» Supplied information:
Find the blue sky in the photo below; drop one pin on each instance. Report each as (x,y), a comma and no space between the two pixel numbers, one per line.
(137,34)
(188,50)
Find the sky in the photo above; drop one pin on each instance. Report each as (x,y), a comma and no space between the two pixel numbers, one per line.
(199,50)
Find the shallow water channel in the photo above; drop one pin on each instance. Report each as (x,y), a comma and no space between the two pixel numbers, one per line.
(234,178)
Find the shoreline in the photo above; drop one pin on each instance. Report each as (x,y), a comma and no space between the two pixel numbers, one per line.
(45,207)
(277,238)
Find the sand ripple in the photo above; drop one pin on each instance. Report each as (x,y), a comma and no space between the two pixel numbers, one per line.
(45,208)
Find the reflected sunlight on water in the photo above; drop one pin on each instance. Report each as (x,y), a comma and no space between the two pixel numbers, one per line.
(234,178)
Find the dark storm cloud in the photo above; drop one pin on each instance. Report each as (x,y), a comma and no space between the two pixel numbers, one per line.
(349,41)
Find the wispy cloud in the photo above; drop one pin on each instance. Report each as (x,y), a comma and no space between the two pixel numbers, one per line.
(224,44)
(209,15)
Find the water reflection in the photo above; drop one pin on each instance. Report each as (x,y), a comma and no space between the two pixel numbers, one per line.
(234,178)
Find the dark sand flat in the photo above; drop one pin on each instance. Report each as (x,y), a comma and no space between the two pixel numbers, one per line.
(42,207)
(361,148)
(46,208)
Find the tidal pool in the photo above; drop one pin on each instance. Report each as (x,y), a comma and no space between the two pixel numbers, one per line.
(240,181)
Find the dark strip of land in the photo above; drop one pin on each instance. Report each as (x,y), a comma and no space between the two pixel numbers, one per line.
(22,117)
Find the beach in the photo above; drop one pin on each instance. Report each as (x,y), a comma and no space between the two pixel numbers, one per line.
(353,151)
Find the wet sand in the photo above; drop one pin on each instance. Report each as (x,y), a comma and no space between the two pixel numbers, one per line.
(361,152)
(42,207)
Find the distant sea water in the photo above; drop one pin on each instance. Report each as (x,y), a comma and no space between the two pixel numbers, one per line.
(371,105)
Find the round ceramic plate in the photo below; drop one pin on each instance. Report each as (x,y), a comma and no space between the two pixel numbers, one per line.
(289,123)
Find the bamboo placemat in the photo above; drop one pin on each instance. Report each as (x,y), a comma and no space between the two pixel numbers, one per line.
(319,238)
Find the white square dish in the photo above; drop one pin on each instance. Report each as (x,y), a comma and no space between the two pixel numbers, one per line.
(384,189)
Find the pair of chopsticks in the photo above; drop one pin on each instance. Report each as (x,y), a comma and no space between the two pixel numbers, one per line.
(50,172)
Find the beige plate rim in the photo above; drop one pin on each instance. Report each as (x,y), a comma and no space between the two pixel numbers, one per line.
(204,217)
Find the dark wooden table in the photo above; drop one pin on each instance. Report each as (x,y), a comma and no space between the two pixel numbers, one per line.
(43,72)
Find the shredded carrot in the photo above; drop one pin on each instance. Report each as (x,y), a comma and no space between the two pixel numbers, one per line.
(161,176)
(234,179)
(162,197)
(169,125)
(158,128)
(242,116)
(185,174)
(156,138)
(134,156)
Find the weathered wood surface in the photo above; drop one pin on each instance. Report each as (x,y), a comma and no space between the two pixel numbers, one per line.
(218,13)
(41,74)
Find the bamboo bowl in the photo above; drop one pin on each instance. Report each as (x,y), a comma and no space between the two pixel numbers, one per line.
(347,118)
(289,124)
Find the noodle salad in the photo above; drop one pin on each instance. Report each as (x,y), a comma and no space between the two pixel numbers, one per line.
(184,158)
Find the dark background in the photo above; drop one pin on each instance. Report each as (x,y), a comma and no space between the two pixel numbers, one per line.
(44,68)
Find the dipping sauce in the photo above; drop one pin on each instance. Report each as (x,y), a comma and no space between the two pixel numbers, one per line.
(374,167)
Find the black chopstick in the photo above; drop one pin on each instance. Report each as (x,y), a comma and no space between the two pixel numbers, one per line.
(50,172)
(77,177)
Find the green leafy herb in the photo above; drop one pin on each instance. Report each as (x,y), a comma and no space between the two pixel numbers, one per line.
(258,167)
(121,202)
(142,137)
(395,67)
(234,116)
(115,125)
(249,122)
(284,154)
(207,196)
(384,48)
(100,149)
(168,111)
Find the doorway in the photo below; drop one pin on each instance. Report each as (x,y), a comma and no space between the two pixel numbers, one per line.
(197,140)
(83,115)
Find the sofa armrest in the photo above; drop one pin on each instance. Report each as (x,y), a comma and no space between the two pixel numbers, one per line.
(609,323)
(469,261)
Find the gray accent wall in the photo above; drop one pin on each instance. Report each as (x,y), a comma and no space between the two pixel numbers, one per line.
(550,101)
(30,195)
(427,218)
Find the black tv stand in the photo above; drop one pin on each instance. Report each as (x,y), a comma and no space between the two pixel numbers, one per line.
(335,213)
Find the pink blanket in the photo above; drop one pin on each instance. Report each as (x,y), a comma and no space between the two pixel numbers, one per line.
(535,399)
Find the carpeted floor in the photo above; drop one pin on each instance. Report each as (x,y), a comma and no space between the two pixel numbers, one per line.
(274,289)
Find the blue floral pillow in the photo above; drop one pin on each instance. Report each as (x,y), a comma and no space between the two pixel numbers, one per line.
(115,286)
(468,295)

» Activity: Word for word, set down all of the records above.

» Written reply:
Find the blue sky in the photo below; drop one pin on each instance. Report each as (x,y), a comma and no space between the two pixel numbers, one per line.
(137,34)
(188,50)
Find the sky in the photo above; drop one pin on each instance. Report each as (x,y), a comma and no space between the two pixel numbers, one per line.
(199,50)
Find the shallow water channel in the photo above; drop one pin on each instance. Report each as (x,y), a comma and no space between the two pixel numbers, one per line.
(234,178)
Find the shoreline in the photo above; drop one pin on each instance. Report each as (x,y), a comma and no space between the two pixel numbers, one per line.
(45,207)
(277,238)
Find the sand ripple in the photo above; drop one pin on each instance. Report each as (x,y), a comma and no space between the two pixel numbers, one per line.
(45,208)
Find the reflected sunlight on water in the photo above; drop one pin on each instance. Report each as (x,y), a comma and no space between the two pixel numbers, one per line.
(234,178)
Find the dark storm cloud in the photo above; drop one pin on each instance. Report each as (x,y), a comma and no space between the two pixel numbers, one per line.
(349,41)
Find the wispy cloud in the photo above; drop one pin on each instance. Report each as (x,y), a comma and no space between the two pixel numbers, one per line.
(224,44)
(209,15)
Find the water reflection in the photo above; drop one pin on each instance. Report each as (x,y), a comma and no space between the two pixel numbers, one per line.
(234,178)
Find the dark sand flat in the photo above; drop one pin on each instance. Report each as (x,y), a comma and no space between the two pixel numbers, one per line.
(42,207)
(361,148)
(46,208)
Find the tidal pool in the photo above; drop one pin on each instance. Report each as (x,y), a comma and no space between the two pixel numbers, one per line.
(240,181)
Find the dark strip of land in the photo above; drop one pin on each instance. Report each as (x,y), a comma and no space between the two pixel numbers, one per line.
(22,117)
Find the beach in the photo above; drop one pin on each instance. Report each as (x,y), a comma and no space between the two pixel numbers, one per line.
(353,151)
Find the wet sand in the photo above; drop one pin on each instance. Report each as (x,y), a comma and no space between the two pixel numbers, one per line.
(361,152)
(42,207)
Find the distant sea water in the photo above; drop one pin on each instance. Report each as (x,y), a comma and no space between the two pixel numbers, one per line.
(371,105)
Find the round ceramic plate in the photo below; drop one pin on each instance. Report each as (x,y), a comma and no space between the two pixel numbers, one per line.
(289,123)
Find the bamboo placemat in the photo above; drop one pin on each instance. Report each as (x,y), a comma and no space between the two pixel numbers, one per line.
(319,238)
Find the white square dish in the photo above; drop one pin on each instance. Report each as (x,y), a comma and no space between the two pixel numbers, one per line.
(384,189)
Find the pair of chopsticks in the photo above; drop one pin on each instance. Report each as (x,y), a comma and no space between the two pixel numbers, one per line.
(50,172)
Find the beige plate rim in the photo above; drop one pin on each instance. Report each as (x,y), a comma and no space between the two pixel numbers, one per line.
(204,217)
Find the dark wooden table in the photo above; drop one pin on each instance. Report each as (x,y), a comma and no space between the two pixel numbers, one per line.
(43,72)
Find the shredded carrot in the photo above; drop one pin on each instance. Report each as (x,y), a comma and no space between the two pixel numbers, one per line.
(161,176)
(234,179)
(162,197)
(169,125)
(158,128)
(242,116)
(185,174)
(156,138)
(134,156)
Find the weathered wood surface in the photo above; drop one pin on each instance. Report each as (x,y), a comma and no space between the two pixel numbers, one per line.
(218,13)
(41,74)
Find the bamboo bowl in the photo above; drop one pin on each instance. Report each as (x,y), a comma and no space between the two pixel numbers, one per line.
(347,118)
(289,124)
Find the noodle salad in the photo above; drop one pin on each instance. Report each as (x,y), a comma and no space between the two pixel numbers, one per line.
(184,158)
Find the dark background in the photo above; drop one pin on each instance. Report each as (x,y), a comma and no space between the two pixel numbers, one per line.
(44,68)
Find the dipping sauce in the photo above; drop one pin on each instance. Report each as (x,y), a comma and no space between the two pixel numbers, one per line.
(374,167)
Find the black chopstick in the photo above; drop one pin on each instance. Report each as (x,y), a comma and no space between the two pixel numbers, one per line.
(50,172)
(77,177)
Find the green leafy herb in the photo above; drop one pin on each instance. Report each as (x,y), a comma and no space between the two pixel numbers, one per line.
(258,167)
(121,202)
(142,137)
(395,67)
(234,116)
(115,125)
(249,122)
(284,154)
(207,196)
(384,48)
(100,149)
(168,111)
Find the doorway in the photo below; drop one pin on each instance. Report each as (x,y), a comma and no space between the two pixel numbers, one per line.
(197,140)
(83,115)
Find the sofa armrest in the photo above; drop one pin on each instance. Report each as (x,y), a comma and no space between the two pixel numbers, one per line.
(609,323)
(469,261)
Find the gray accent wall in the photo above; drop one pin on each instance. Report each as (x,y), a comma and no space between the two pixel numbers, one per line.
(550,101)
(30,195)
(427,218)
Find the black tv stand in the photo above; drop one pin on each instance. Report each as (x,y), a comma and no space between the two pixel numbers, one per line.
(335,213)
Find the pink blanket in the photo above; drop one pin on each instance. Report each as (x,y), a comma and no space between the two pixel numbers, one per line.
(535,399)
Find the carpeted floor in the photo above; drop one pin on each instance. Report each as (x,y), a comma and no space between the two pixel numbers, one per line.
(274,289)
Find the blue floral pillow in the photo above; drop one pin on each instance. Report each as (x,y), a comma and no space between the two pixel numbers, one per line.
(115,286)
(468,295)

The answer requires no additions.